* START Page extract *

My review of ‘Keeping It Straight’

Bookcover

Patrick Rhone has undergone a remarkable transformation in the past year or so.

The longtime St. Paul technical consultant and Mac geek became a celebrated blogger with “Minimal Mac,” a Tumblr-based celebration of all that is elegant and streamlined in the Apple-related universe.

That led to “Enough,” a podcast cohosted by Britain-based Myke Hurley, serving as an auditory offshoot of “Minimal Mac.” Like the blog, the podcast has been a hit, garnering boffo iTunes Store rankings.

Now Patrick has become an author (after a trial run as a foreword writer in one my books, “iPad Means Business”).

Launching today, “Keeping It Straight: You, Me and Everything Else” is a polished-up collection of Web writing posted on a handful of Patrick’s sites — including Minimal Mac along with patrickrhone.com, therandompost.com and practicalopacity.com. There is fresh material, too.

Patrick had been hesitant to assemble his posts in book form. He doubted whether it was worthy of such treatment and had to be nudged (a core group of his friends and supporters took care of that).

I am glad he was because “Keeping It Straight” is scrumptious reading. The collection is a bit difficult to categorize since it is all over the map, but I see it as a series of life lessons for nerds and non-nerds — with autobiographical dollops.

As a tech geek, I naturally gravitate towards installments with technology flavoring.

Patrick’s section on “E-mail (And Other Things That Go ‘Ding’)” is one of the best tutorials on e-mail management I’ve read. So is the next section, “Back That Thang Up!” focused on the importance of data backups and how to do them effectively.

“Know your tools,” Patrick tells me, noting even the simplest-seeming of technology tools (such as the Macintosh’s TextEdit) can reveal heft and depth if thoroughly explored; good advice.

What are the three most important productivity tools? “The trash can, the delete key and the word ‘no,’ ” he writes.

* END Page extract *

What this exercise asks:
1: Pick out every line of the data listing that contains the string "sandy", matching case exactly, and copy each such line.
2: Write a continuation of the review of "Keeping It Straight," beginning immediately after its final sentence.
The review above and the data listing that follows are independent of each other and should be treated as separate material.

* START Items *

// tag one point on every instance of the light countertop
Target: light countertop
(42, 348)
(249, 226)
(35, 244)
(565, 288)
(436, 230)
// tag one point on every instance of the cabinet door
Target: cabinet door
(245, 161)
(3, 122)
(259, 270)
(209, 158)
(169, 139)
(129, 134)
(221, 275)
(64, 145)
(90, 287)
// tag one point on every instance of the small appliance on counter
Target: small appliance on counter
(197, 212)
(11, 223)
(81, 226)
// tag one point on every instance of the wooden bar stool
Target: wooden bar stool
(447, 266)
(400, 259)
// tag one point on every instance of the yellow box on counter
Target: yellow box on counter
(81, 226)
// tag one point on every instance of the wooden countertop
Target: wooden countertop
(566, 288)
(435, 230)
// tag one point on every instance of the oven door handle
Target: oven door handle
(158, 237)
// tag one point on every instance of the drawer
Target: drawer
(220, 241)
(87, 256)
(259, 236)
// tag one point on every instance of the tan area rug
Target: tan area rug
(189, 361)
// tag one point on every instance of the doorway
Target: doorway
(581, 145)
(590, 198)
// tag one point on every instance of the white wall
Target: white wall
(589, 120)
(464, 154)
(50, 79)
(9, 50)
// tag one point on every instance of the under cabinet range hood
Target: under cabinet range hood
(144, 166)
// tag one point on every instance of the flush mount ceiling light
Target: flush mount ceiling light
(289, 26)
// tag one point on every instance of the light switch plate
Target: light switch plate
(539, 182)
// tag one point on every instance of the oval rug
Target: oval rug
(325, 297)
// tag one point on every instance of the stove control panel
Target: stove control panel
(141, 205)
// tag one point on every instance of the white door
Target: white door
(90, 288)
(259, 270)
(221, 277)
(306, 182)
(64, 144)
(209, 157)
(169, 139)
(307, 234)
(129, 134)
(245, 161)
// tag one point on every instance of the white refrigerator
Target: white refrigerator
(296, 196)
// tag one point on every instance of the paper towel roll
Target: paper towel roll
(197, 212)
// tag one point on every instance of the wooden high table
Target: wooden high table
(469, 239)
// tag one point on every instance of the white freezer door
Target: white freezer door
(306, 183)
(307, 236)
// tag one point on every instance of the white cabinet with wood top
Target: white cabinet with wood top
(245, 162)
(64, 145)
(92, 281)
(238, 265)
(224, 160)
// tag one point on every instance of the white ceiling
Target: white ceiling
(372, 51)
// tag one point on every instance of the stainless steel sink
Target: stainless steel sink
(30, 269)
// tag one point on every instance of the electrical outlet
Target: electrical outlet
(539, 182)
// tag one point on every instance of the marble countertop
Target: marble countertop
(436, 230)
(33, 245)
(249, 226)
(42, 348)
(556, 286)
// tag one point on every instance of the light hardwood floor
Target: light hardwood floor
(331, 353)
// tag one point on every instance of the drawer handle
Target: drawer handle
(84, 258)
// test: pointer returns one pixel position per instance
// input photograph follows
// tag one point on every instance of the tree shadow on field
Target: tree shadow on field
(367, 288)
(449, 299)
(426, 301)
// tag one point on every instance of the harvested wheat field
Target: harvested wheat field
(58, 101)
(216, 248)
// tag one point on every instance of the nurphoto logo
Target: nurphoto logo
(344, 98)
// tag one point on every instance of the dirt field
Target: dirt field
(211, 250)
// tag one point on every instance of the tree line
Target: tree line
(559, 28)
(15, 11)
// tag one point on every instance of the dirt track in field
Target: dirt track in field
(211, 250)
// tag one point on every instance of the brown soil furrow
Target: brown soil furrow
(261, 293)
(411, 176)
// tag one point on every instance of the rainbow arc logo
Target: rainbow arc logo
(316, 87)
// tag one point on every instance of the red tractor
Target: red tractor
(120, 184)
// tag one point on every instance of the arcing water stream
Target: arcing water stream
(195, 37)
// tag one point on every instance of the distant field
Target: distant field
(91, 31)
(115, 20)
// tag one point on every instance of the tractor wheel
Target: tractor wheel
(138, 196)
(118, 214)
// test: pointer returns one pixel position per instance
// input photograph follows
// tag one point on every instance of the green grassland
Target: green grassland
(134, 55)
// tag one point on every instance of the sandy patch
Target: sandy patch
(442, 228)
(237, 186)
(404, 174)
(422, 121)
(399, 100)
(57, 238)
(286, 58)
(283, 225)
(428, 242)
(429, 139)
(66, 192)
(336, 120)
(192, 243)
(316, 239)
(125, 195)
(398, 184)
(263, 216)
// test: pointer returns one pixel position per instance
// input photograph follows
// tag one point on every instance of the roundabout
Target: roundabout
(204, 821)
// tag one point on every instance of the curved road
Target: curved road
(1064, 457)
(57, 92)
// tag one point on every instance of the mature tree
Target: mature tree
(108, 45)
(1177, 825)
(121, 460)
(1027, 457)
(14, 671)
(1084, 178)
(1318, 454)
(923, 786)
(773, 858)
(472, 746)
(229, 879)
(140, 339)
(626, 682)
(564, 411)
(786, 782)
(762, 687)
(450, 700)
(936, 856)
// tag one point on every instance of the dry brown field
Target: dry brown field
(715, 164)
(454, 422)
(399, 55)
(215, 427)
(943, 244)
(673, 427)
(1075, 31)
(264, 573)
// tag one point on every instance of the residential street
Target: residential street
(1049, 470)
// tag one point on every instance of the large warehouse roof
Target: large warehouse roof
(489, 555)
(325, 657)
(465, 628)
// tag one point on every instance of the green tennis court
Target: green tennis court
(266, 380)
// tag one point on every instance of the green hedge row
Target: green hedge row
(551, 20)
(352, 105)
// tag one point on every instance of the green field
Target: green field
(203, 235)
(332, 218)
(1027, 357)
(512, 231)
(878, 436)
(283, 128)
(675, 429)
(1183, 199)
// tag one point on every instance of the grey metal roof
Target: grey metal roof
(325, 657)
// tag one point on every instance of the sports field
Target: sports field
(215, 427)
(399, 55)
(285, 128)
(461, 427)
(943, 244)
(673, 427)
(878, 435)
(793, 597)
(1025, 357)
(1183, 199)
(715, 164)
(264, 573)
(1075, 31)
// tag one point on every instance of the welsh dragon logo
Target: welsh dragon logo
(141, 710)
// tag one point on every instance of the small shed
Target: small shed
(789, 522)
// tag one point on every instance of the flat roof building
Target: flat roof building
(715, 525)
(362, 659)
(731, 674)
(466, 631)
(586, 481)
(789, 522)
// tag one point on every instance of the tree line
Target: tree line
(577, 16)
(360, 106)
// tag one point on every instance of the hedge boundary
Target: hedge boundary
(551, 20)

* END Items *

Exercise results:
1:
// tag one point on every instance of the sandy patch
Target: sandy patch

2:
Most of the book isn’t about tech, yet so much of it resonates with me.

I worry about money; Patrick shows me how to stop. I’m sometimes obsessed with material possessions; he makes a case for ruthlessly winnowing “stuff.” I do not make lists; Patrick tells me why I should start. I tend to towards introversion, as Patrick does, and I am amused at his uncanny ability to hide it (mirroring my own).

We are both “filers” married to “pilers.” We both put the car keys in the darndest places. We both love doing dishes while listening to spoken audio (Patrick prefers the BBC on Minnesota Public Radio, while I favor a certain Apple-y podcast with a mellifluous Minnesota cohost). We both delight in silence and solitude.

On the autobiographical front, as someone who is a bit ethnically exotic by white-Minnesota standards, I love this passage:

Take a look at me. If you were to have no knowledge of my ethnic background, what would you assume? My bet is that, if you are African-American, you will assume that I’m Black or Mixed. Those of Latino origin often assume I’m Latino. Don’t even get me started on the number of Palestinians and Lebanese who speak to me in native tongue and are surprised at my quizzical response. In fact, at a former job, I regularly had lunch with a Lebanese-American brother and sister for two years before it was revealed in casual conversation, to their utter disbelief, that I myself was not.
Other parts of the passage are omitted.